Written problem:
Retype every line of the material below without changing anything.
* Begin Material supplied *
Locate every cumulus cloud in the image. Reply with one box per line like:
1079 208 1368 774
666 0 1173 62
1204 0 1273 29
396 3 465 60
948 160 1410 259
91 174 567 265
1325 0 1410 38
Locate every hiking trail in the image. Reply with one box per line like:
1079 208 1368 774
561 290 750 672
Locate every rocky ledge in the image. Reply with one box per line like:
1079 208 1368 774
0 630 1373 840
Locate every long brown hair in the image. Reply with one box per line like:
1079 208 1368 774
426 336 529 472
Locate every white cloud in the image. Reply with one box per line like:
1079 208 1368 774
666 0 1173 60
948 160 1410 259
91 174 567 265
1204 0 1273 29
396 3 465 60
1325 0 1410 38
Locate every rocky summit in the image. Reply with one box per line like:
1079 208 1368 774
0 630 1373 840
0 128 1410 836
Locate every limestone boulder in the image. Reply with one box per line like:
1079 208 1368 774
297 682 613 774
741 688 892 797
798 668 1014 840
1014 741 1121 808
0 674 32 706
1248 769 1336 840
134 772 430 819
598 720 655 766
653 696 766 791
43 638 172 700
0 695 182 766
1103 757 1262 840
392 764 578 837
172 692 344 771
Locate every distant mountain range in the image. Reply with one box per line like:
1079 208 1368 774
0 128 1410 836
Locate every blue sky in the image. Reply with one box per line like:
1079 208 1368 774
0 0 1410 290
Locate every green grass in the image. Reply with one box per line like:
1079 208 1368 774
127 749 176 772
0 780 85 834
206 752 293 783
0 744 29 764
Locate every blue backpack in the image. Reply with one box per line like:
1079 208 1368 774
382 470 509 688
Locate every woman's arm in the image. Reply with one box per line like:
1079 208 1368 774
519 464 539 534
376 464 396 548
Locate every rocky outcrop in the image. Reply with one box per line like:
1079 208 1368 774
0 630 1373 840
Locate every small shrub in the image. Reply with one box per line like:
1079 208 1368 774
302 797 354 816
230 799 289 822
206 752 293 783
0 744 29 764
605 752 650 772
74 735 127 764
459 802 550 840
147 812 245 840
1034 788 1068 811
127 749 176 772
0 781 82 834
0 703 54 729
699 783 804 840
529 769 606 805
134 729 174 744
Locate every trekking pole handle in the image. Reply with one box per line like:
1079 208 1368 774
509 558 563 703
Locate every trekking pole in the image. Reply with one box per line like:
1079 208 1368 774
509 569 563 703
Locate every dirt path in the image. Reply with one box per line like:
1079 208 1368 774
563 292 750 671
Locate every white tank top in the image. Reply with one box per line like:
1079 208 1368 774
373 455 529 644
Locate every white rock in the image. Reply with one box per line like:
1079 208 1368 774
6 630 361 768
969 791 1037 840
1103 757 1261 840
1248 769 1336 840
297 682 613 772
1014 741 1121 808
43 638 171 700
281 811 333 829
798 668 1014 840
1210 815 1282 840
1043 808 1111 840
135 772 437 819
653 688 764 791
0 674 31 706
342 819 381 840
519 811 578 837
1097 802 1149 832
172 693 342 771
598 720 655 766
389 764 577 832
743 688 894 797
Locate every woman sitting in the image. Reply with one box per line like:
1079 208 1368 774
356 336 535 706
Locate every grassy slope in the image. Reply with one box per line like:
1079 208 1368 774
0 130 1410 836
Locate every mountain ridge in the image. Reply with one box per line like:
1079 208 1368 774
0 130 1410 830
* End Material supplied *
Solved problem:
Locate every cumulus cloud in the image. Reply with one box per line like:
1079 208 1368 774
666 0 1173 62
1204 0 1273 29
396 3 465 60
948 160 1410 259
91 174 567 265
1325 0 1410 38
Locate every hiking trail in the image. Reply with one box per line like:
1079 208 1368 774
561 290 750 672
Locate every rocky ledge in the image. Reply with one box per line like:
1079 208 1368 774
0 630 1373 840
Locate every long brown hair in the image. Reply with one box per line like:
1079 208 1368 774
426 336 529 472
Locate every white cloud in the image. Reply with one box per line like:
1079 208 1368 774
666 0 1173 60
948 160 1410 259
91 174 567 265
1204 0 1273 29
396 3 465 60
1325 0 1410 38
Locate every rocky summit in the image. Reply with one box per line like:
1079 208 1368 774
0 630 1373 840
0 128 1410 836
Locate every limestone boulder in the image. Reply with one box per line like:
1079 208 1368 774
297 682 613 774
741 688 892 797
798 668 1014 840
1014 741 1121 808
0 674 32 706
1248 769 1336 840
134 772 430 819
598 720 655 766
653 696 766 791
43 638 172 700
0 695 182 766
1103 757 1262 840
392 764 578 837
172 692 344 771
Locate every distant mountain range in the image. Reply with one box per line like:
1079 208 1368 774
0 128 1410 836
Locate every blue sky in the image. Reply with one box per line like:
1079 208 1368 774
0 0 1410 290
Locate every green grass in the image. Reply with one box per line like:
1079 208 1368 774
127 749 176 772
0 780 85 834
206 752 293 783
0 744 29 764
Locate every blue backpack in the image. Reply with one box per line like:
1079 208 1368 774
382 470 509 688
Locate every woman's arm in the image. Reply with one box per line like:
1079 208 1368 774
519 464 539 534
376 464 396 548
Locate every rocky outcrop in the image. Reply with one box per line like:
1079 208 1368 774
0 630 1373 840
Locate every small shrub in the image. Reply with one box per line like:
1079 208 1368 774
302 797 354 816
230 799 289 822
206 752 293 783
0 744 29 764
605 752 650 772
74 735 127 764
459 802 550 840
147 812 245 840
1034 788 1068 811
127 749 176 772
0 781 82 834
0 703 54 729
699 783 804 840
529 769 606 805
134 729 174 744
Locate every trekking pole handle in the image. Reply with one box per line like:
1079 208 1368 774
509 558 563 703
Locate every trekking pole in the image. Reply with one box per line like:
1079 208 1368 774
509 569 563 703
Locate every dirt path in the image. Reply with one box per line like:
1079 208 1368 774
563 292 750 671
Locate every white tank top in the image. Reply with one box per line like:
1079 208 1368 774
373 455 529 644
Locate every white rock in the image. Reply with one box per line like:
1079 208 1368 774
6 630 361 768
969 791 1037 840
1103 757 1261 840
1248 769 1336 840
297 682 613 772
1014 741 1121 808
43 638 171 700
281 811 333 829
798 668 1014 840
1210 815 1282 840
1043 808 1111 840
135 772 437 819
653 688 764 791
0 674 31 706
342 819 381 840
519 811 578 837
1097 802 1149 832
172 693 342 771
598 720 655 766
389 764 577 832
743 688 894 797
Locate every woman sitting in the image. Reply with one box per line like:
1079 208 1368 774
356 336 535 706
Locate every grassy slope in the image. Reply with one box per line like:
1079 208 1368 774
0 130 1410 836
Locate every mountain ridge in the image. Reply with one box per line like:
1079 208 1368 774
0 130 1410 830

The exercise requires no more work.